::: TEXT SEGMENT :::
Mayo's complaints about the pace cut no ice at all. Has he seen one ``shoot-'em-up'' too many? Had he some place else to be? I wouldn't have minded his half-hearted review so much had it not seemed that he was merely thinking out loud, rather than giving his considered opinion.
As I'm unaware of his qualifications to review film for the Roanoke Times & World-News besides a passing interest, I do hope you'll find a proper replacement for Chris Gladden - soon.
The Grandin Theater should be thanked loudly and long for bringing a film of the caliber of ``The Piano'' to Roanoke.
WILLIAM R. GILL JR.
ROANOKE
Bible condones capital punishment
IS CAPITAL punishment the same as murder? Nell Carr believes so in her Dec. 15 letter to the editor (``The government's hired killers''). The Sixth Commandment, ``Thou shalt not kill,'' is quoted as proof.
The Hebrew word kill, ``ratsach,'' used in Exodus 20:13 doesn't support that idea. In the Bible, this word always refers to an individual who kills another individual. The penalty of ``ratsach'' was the forfeiture of your own life. An exception to the penalty was when a trial showed that the ``ratsach'' was accidental or unintentional. The translation ``kill'' isn't specific enough. Today we'd use the terms ``murder'' or ``manslaughter.''
Interestingly, the very next biblical chapter, after the ``do not kill'' statement, commands society to take the life of a person guilty of any of five different offenses. Obviously, God doesn't view capital punishment as murder. Neither does the ``do not kill'' statement refer to war, hunting, the meat industry, etc. It only refers to a person who deliberately and intentionally takes the life of another individual. The one guilty of such murder forfeits his own right to live.
:::
Reproduce word for word the part of the letters to the editor that opens with the words containing "As I'm unaware" and closes with "Gladden - soon.".
::: DATASET EXTRACT :::
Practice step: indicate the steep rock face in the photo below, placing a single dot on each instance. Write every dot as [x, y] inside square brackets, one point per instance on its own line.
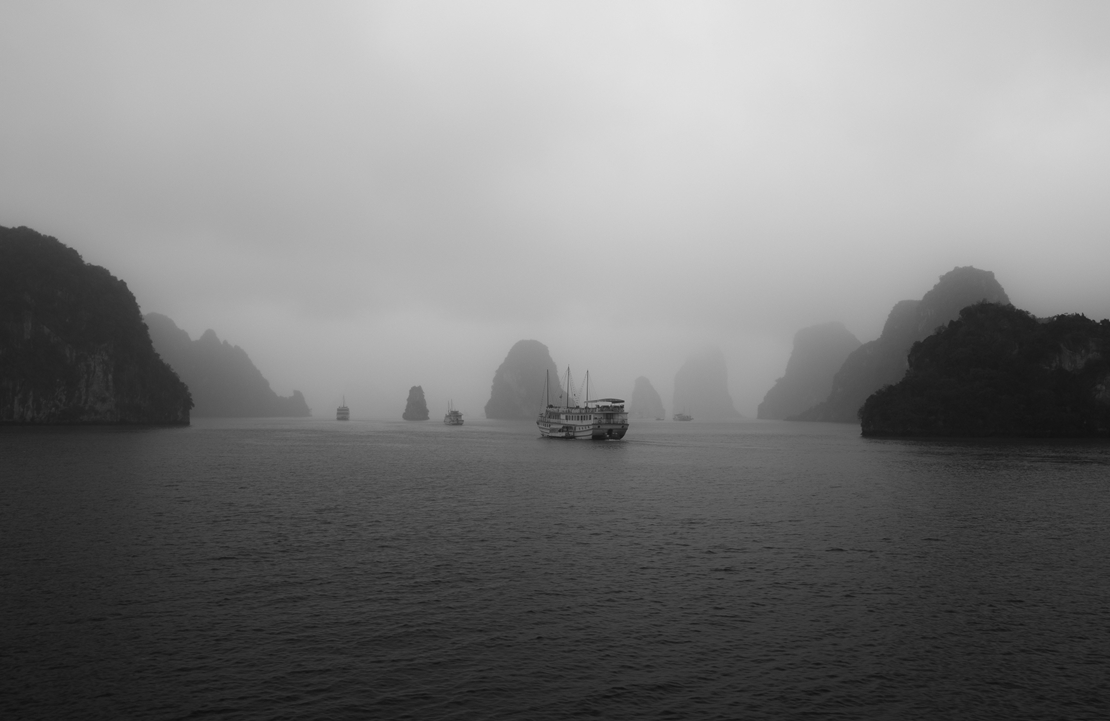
[645, 403]
[73, 348]
[702, 388]
[517, 391]
[415, 406]
[883, 362]
[818, 353]
[221, 376]
[999, 372]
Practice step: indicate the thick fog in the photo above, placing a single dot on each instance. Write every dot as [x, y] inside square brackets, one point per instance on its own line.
[371, 196]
:::
EXPECTED ANSWER -
As I'm unaware of his qualifications to review film for the Roanoke Times & World-News besides a passing interest, I do hope you'll find a proper replacement for Chris Gladden - soon.